The Covid-19 pandemic caused some unknowns in my life as the games got pushed back a year and Catherine had decided to leave USC to be there with her family. These changes left me with many choices that I was not prepared to make. These choices are critical to my career. However, with my love for USC, I kept an open mind, despite not knowing who the new staff would be. There were risks that came with these options, as I could lose a year of NCAA eligibility and keep doing what I know works for me or get all 4 years of eligibility and accept a lot of change in my life.
With the new hire of Coach Jermey Kipp and turn over with majority of the coaching staff, it has left me uncertain in my college selection. He seems like a very good hire for USC and I’m sure they will have much success.
Over the last few years since my commitment, my swim career has reached new heights that I never imagined possible. I am so grateful for all the loyalty that USC has shown me, but I am not the same person that I was at 16. I feel that it is now my responsibility to show the same amount of respect towards USC that it has given me the past few years and decline my scholarship offer. I hope USC can take my scholarship and put it towards an athlete that will bring great success to the program.
All I can leave you with is you never really know what life could throw at you, but accept it with open arms and enjoy the journey. I am very excited to see what I can do and where I will be in the next few years. With love, Erica Sullivan“
“Normally I would be okay with going to school and trusting the staff to give me the training I need, but since I am still in the dark about who my coach will be at USC, I don’t want to put anything in stone,” Sullivan wrote in a message at the time. “I’m probably gonna wait until they announce who the coach is and then make some decisions. I wish I could you that I’m leaning in a certain direction, but I’m really not. Definitely have some big decisions to make when news is announced.”
Following Kipp’s hire, USC associate head coach and 2021 U.S. Olympic Team open water head coach Catherine Kase told SwimSwam that she moved to Boise for her husband’s work. Kase was a draw to USC for Sullivan, who finished third among Americans in the open water 10K at 2019 Nationals — a spot away from making the 2019 FINA World Championships team.
Recently, Sullivan has surged in the pool, putting her squarely in the running for a berth in the 1500 when it makes its Olympic debut next year.
She owns a 15:55.25 lifetime best from June 2019 (one of three U.S. women under 16 minutes in the last two seasons) and her 16:01.71 from the Knoxville Pro Swim Series stops in January makes her the second-fastest American this season behind only Katie Ledecky. The Knoxville swim leaves her nearly 10 seconds ahead of No. 3-ranked Ashley Twichell.
As for NCAA potential, Sullivan would be a huge “get” for any NCAA program – we ranked her No. 5 in the high school class of 2018. Her 15:23.81 1650 from December would have been the fastest in college swimming this season by about 20 seconds (and is the second-fastest 1650 ever), and her 4:37.95 lifetime best in the 500 would be a near-lock for the A-final at NCAAs.

• **Provided information**
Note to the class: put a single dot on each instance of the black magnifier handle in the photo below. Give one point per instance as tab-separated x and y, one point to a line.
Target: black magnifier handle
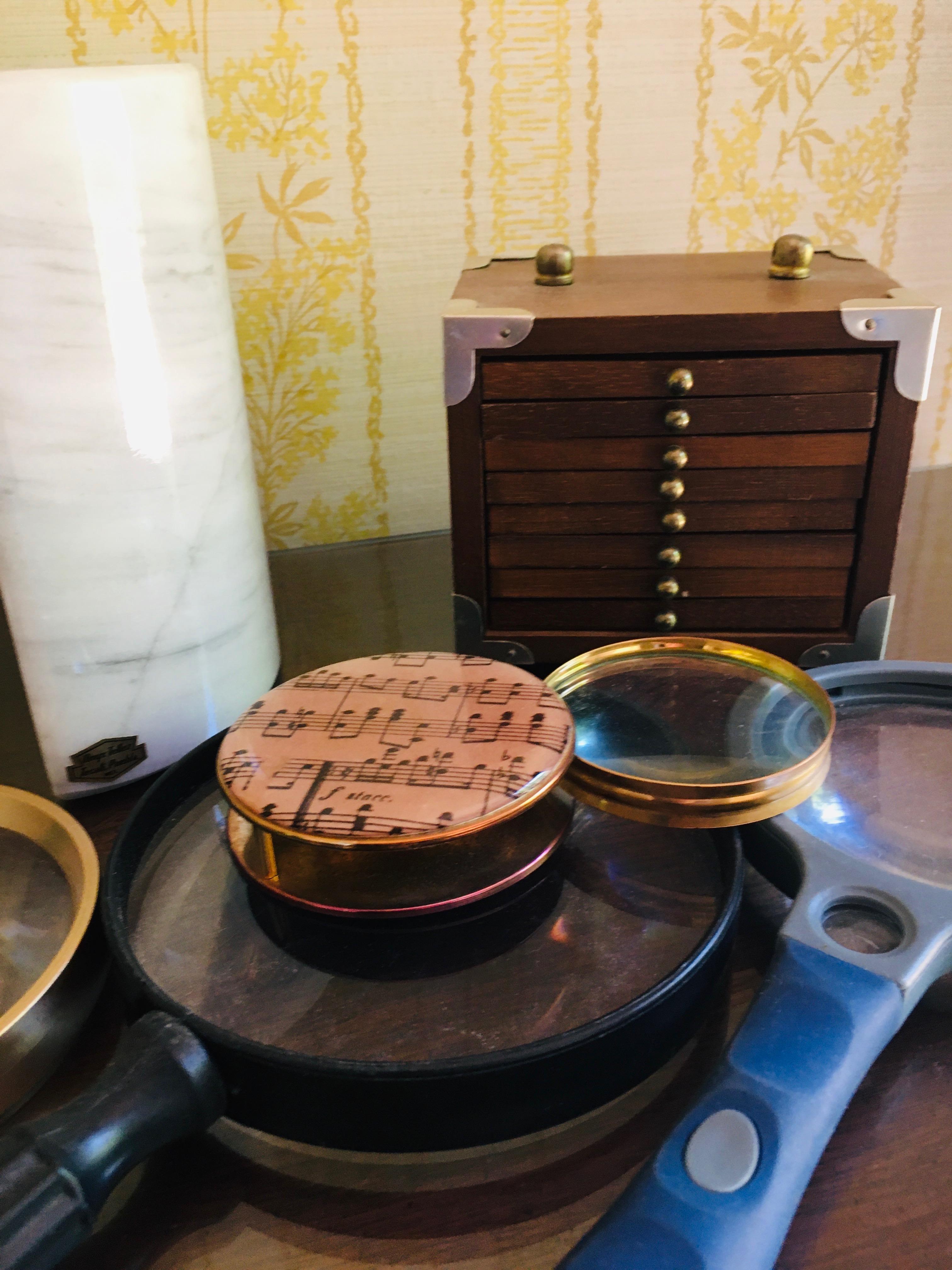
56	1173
* * *
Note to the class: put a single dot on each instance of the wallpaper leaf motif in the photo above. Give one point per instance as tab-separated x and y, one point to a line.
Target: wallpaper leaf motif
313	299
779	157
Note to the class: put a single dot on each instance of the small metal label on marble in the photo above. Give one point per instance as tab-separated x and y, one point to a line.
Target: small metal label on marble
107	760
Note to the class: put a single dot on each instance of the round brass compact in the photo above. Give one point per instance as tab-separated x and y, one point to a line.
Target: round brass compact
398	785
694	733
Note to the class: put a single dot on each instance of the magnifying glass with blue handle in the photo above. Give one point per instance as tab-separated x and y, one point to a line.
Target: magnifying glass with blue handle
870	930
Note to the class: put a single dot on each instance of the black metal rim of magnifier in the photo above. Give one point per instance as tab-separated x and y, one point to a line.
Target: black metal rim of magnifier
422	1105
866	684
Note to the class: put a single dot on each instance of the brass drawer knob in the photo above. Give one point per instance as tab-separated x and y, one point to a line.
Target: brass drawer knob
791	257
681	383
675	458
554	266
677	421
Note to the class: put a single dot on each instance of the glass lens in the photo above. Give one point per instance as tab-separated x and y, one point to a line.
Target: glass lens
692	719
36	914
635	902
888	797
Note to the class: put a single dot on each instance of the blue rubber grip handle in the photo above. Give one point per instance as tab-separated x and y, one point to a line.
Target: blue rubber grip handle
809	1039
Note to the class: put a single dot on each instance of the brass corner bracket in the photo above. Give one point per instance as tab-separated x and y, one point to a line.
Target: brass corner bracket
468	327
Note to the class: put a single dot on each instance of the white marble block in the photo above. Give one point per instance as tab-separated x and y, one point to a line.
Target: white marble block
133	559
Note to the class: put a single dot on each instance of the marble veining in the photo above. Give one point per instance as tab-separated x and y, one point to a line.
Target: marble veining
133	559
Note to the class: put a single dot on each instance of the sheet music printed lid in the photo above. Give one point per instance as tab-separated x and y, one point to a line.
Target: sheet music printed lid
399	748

• **Exercises**
a. Name every person mentioned in the text about Erica Sullivan's scholarship decision, giving each person once under their full name.
b. Reproduce word for word the portion of the text about Erica Sullivan's scholarship decision starting with "Over the last" and going on through "to the program.".
The records have no connection to the text about Erica Sullivan's scholarship decision.

• **Exercise answers**
a. Erica Sullivan, Catherine Kase, Jermey Kipp, Katie Ledecky, Ashley Twichell

b.
Over the last few years since my commitment, my swim career has reached new heights that I never imagined possible. I am so grateful for all the loyalty that USC has shown me, but I am not the same person that I was at 16. I feel that it is now my responsibility to show the same amount of respect towards USC that it has given me the past few years and decline my scholarship offer. I hope USC can take my scholarship and put it towards an athlete that will bring great success to the program.